= REQUIRED WORK =
Turn the lines below, from the line with "the woman's neck" to the line with "<point>476,441</point>" (both included), into a Markdown table with the columns Number and Entry. Give each line its row number and omit blank lines.
** Start **
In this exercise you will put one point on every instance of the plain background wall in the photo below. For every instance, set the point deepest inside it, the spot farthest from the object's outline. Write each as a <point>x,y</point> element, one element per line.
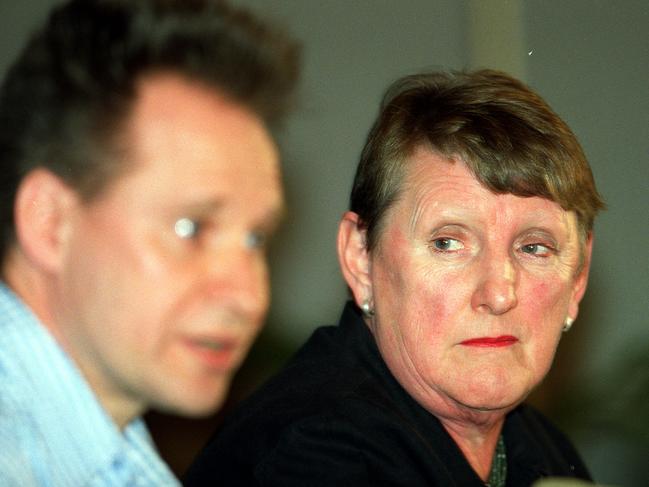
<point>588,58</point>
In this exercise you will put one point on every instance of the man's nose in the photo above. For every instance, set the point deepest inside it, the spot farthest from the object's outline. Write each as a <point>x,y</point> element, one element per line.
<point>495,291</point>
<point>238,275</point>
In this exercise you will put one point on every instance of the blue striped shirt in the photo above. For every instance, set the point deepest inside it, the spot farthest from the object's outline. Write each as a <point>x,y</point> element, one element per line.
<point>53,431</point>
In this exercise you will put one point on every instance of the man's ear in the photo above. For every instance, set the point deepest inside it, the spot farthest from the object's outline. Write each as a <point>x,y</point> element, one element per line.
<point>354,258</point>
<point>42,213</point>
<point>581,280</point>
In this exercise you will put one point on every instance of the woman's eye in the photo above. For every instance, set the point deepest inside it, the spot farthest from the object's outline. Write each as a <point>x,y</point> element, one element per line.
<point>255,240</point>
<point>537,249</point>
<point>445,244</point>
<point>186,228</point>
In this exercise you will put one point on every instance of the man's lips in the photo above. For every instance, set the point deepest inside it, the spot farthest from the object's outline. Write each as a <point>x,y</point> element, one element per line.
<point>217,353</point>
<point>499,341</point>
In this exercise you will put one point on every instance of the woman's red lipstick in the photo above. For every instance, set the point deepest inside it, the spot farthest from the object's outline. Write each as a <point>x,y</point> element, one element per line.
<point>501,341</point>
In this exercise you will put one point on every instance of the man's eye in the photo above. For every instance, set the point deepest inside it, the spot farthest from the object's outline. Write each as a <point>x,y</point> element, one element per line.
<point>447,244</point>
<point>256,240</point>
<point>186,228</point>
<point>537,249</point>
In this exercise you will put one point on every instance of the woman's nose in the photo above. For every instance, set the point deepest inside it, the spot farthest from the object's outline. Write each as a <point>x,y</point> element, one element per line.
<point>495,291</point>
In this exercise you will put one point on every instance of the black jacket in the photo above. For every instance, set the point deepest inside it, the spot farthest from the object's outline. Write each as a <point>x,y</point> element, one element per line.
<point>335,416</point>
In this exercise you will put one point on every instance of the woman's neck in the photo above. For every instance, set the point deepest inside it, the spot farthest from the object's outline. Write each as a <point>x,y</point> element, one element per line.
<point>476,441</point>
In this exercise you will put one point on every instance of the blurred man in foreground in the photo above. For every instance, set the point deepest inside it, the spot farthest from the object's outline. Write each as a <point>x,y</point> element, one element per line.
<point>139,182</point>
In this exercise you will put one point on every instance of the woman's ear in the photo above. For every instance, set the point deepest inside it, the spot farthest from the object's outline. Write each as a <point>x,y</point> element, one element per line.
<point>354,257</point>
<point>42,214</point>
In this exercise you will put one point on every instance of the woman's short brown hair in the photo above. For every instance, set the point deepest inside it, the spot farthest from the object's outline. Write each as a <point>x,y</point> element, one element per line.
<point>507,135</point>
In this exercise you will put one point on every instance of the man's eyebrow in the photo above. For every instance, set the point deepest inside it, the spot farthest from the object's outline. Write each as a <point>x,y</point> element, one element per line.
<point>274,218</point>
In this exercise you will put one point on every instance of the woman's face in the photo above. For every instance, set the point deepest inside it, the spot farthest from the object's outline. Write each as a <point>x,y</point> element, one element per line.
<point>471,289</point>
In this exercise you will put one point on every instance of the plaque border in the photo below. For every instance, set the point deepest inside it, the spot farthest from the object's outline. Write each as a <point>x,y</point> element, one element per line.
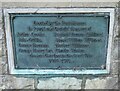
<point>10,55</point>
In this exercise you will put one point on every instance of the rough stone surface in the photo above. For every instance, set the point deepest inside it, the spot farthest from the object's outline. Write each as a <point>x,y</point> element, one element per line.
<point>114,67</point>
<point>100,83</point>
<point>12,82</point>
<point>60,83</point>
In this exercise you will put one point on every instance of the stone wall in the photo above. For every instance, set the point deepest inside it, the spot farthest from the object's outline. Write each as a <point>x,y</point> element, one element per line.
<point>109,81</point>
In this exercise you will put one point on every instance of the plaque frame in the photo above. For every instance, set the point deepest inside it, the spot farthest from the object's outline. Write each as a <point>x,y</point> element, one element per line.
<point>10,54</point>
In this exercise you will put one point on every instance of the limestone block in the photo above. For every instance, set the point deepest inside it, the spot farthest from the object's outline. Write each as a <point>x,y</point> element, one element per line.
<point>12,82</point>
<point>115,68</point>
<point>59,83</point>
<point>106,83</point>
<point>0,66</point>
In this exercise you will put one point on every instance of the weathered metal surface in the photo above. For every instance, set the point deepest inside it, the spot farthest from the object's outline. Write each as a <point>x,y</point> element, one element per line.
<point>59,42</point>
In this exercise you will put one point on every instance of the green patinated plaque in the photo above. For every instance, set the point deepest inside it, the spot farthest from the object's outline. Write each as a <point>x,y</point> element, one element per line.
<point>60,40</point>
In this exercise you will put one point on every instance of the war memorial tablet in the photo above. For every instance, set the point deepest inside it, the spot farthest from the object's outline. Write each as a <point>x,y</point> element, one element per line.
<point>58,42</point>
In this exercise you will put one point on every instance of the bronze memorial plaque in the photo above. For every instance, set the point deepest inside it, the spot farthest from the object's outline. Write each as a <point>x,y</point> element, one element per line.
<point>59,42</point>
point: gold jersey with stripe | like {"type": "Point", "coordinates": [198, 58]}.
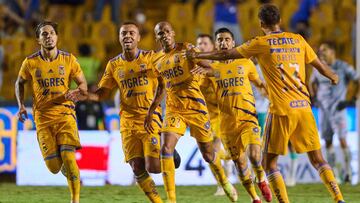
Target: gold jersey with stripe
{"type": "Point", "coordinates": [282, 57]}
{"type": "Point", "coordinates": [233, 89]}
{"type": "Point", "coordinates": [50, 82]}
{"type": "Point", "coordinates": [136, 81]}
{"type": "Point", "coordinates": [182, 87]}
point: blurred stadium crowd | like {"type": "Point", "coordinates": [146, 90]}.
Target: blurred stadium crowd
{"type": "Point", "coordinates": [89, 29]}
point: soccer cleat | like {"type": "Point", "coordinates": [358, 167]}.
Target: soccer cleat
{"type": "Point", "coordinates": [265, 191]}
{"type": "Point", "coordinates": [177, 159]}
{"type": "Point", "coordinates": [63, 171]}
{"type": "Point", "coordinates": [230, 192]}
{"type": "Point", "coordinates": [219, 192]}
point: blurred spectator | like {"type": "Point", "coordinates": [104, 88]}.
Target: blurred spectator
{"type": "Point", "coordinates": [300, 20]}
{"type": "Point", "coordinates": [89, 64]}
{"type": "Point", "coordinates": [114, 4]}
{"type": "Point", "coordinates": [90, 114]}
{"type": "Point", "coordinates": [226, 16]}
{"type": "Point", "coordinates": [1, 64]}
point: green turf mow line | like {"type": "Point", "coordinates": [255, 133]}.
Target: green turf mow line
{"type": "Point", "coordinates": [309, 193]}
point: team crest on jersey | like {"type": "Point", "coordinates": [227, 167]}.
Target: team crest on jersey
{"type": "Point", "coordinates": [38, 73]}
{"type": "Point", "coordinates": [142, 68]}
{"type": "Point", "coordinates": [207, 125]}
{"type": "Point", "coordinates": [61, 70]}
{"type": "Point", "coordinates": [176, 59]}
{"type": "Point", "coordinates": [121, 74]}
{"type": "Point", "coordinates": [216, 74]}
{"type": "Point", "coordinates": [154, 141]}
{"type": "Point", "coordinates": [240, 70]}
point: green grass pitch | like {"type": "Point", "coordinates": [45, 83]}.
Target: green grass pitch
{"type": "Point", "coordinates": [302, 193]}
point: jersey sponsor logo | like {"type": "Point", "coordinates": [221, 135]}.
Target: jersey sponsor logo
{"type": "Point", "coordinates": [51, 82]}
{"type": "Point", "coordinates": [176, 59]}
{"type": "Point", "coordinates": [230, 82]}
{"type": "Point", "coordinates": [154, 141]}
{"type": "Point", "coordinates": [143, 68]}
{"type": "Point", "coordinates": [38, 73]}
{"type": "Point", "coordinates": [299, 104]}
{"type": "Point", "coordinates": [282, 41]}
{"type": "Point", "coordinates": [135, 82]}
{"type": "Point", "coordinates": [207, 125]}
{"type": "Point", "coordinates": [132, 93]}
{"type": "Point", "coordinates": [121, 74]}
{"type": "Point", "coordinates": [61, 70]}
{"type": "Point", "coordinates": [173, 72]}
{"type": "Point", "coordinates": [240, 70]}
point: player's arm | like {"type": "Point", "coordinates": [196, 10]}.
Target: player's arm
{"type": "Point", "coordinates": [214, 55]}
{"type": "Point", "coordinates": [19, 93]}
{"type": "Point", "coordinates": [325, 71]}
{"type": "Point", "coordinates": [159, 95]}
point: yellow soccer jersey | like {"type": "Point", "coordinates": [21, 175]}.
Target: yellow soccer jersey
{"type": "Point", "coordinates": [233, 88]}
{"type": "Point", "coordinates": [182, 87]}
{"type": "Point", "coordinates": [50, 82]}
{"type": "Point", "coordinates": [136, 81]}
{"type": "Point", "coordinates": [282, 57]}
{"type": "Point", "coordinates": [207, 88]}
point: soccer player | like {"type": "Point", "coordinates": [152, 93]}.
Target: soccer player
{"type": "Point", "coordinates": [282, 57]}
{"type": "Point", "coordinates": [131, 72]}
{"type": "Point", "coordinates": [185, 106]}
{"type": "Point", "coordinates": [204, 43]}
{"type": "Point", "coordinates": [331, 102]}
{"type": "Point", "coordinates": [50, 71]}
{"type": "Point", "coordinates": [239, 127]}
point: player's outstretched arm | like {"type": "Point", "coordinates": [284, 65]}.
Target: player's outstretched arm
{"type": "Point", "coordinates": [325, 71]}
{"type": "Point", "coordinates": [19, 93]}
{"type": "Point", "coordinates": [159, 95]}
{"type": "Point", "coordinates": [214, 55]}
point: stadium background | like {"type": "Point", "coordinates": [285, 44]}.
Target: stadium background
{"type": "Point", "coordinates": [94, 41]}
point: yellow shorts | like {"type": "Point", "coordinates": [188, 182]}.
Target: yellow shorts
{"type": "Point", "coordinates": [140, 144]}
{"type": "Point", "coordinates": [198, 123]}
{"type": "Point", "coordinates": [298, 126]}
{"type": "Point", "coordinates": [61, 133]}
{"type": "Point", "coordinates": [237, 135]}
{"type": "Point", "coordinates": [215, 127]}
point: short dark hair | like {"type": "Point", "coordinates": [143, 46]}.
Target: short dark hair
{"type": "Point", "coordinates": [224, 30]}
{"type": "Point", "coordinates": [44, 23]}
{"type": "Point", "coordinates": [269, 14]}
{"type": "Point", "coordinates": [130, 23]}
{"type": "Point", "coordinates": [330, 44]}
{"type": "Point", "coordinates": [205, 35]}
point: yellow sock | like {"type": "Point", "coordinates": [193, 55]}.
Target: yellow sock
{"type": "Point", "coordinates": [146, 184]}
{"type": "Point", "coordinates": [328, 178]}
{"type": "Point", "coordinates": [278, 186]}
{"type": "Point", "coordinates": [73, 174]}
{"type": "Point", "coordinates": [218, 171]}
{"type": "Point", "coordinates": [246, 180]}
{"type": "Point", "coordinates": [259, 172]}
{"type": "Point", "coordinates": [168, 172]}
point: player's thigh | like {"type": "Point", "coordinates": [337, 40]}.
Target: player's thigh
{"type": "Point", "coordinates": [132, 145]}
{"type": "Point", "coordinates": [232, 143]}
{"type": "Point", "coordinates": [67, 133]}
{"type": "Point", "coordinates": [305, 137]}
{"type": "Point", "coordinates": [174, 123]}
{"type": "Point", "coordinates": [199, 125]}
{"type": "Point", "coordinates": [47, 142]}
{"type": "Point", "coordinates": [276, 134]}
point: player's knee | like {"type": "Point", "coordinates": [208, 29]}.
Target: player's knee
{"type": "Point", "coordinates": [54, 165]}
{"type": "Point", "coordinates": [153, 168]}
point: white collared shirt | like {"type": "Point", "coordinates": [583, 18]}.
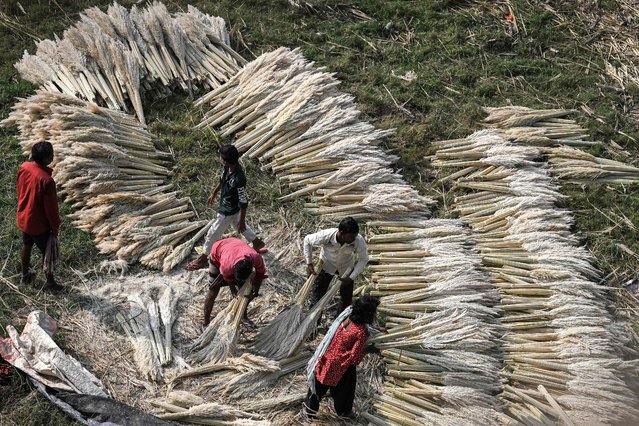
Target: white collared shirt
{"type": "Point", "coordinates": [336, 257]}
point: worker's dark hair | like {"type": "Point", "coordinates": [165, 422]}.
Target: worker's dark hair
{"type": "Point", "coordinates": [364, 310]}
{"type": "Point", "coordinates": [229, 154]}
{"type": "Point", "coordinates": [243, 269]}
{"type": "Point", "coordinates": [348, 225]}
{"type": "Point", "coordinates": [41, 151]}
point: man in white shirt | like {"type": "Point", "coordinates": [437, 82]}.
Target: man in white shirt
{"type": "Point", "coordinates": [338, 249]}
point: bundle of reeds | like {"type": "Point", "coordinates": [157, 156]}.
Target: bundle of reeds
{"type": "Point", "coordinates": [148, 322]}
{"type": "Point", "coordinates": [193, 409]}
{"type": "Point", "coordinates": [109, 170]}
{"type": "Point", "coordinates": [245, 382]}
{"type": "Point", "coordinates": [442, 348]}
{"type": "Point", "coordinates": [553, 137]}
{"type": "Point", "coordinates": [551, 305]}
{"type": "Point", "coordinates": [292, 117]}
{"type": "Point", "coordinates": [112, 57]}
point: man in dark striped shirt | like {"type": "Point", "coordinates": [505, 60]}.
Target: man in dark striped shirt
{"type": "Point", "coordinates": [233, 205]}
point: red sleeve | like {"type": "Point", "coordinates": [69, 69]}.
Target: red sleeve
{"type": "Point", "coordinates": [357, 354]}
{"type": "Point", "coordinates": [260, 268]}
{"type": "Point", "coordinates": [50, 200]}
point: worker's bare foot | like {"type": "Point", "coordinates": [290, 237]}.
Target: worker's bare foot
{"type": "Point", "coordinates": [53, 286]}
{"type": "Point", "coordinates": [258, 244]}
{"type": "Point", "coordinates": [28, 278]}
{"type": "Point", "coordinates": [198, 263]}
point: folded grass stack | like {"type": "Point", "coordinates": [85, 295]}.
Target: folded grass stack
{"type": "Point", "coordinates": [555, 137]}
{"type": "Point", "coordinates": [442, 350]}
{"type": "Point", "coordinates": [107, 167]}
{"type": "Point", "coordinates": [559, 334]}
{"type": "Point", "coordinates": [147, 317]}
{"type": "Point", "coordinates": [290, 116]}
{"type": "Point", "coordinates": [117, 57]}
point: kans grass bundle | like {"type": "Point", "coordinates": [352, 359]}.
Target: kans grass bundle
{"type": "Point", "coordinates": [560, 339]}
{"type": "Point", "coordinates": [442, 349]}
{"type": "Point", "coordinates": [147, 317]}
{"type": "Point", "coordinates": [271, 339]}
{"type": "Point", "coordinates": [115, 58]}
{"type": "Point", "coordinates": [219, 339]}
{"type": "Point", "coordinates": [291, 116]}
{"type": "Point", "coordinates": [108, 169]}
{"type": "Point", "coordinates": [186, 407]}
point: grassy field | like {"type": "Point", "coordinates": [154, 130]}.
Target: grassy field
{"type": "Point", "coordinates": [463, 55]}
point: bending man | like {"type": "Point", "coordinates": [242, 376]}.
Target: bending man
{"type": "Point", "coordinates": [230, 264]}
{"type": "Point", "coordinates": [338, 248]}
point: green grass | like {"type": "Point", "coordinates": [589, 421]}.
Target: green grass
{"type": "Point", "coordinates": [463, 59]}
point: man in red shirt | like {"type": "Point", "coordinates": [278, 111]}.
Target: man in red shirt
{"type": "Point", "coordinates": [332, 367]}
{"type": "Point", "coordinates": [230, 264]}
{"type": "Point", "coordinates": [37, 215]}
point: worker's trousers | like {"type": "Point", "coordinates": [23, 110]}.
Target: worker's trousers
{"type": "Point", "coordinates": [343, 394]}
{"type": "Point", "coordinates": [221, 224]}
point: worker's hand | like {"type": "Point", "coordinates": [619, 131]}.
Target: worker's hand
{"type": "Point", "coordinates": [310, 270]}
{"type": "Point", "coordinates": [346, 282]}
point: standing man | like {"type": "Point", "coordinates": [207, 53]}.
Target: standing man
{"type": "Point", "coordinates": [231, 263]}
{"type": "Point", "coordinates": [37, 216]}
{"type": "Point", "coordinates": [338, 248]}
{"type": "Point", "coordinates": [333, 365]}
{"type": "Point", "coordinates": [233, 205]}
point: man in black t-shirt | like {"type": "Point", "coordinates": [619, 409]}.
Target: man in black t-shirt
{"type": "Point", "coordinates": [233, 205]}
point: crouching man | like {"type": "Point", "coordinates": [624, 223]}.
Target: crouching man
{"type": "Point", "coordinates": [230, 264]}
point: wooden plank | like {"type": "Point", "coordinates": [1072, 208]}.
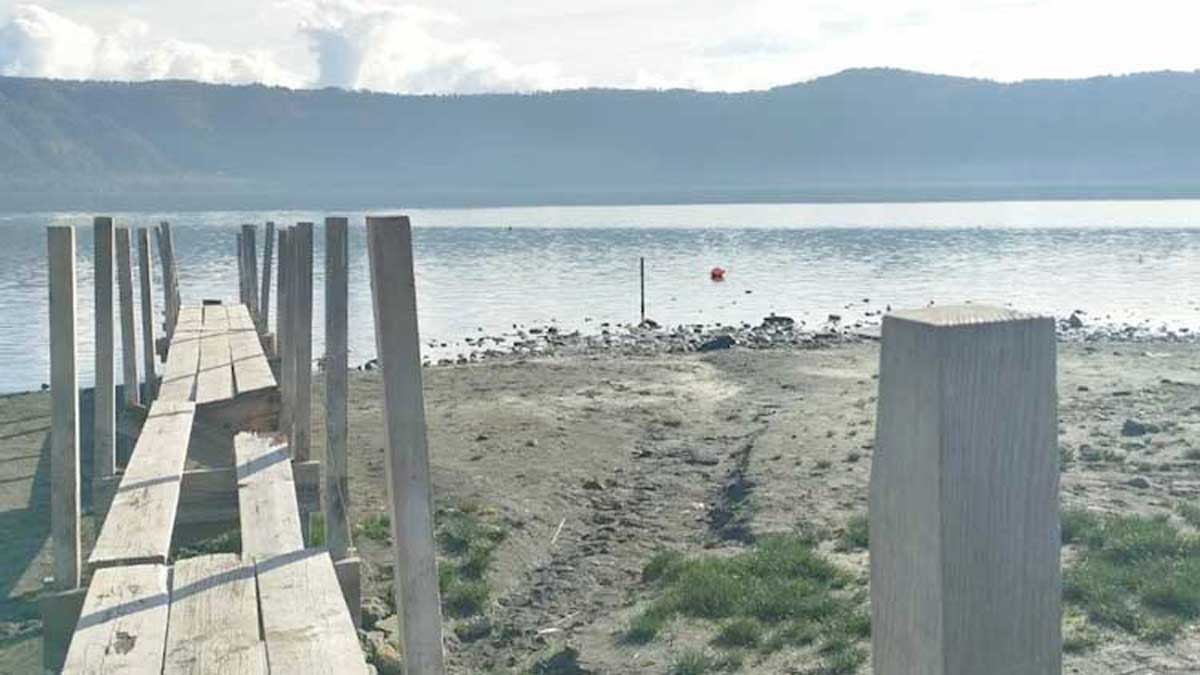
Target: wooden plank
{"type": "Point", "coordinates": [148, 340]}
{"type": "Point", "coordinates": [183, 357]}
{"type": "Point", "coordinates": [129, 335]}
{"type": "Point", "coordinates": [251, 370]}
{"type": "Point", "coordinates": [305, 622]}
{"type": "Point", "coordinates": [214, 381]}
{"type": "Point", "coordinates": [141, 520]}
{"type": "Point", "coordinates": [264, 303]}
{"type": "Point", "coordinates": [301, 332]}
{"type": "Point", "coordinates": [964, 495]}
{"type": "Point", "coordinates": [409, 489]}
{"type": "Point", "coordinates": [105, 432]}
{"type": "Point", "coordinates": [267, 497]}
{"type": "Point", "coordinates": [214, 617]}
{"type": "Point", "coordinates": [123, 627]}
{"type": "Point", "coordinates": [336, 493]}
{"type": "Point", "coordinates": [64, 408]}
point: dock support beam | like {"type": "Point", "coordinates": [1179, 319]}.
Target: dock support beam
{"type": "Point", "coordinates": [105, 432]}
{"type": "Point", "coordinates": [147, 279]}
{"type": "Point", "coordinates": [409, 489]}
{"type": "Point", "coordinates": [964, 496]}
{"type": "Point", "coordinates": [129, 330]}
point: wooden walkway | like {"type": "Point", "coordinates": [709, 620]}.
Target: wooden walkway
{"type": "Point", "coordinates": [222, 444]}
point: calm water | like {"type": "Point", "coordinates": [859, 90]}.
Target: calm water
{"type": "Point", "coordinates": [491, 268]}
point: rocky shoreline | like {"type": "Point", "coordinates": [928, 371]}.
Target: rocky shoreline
** End **
= WORKED ANSWER =
| Number | Entry |
|---|---|
| 1 | In this exercise you will put one point on every instance of the woman's neck in the photo above. For every instance, set the point deepest inside it, the spot farthest from the object's outline. Write each as a <point>x,y</point> element, one element per line. |
| 2 | <point>476,441</point> |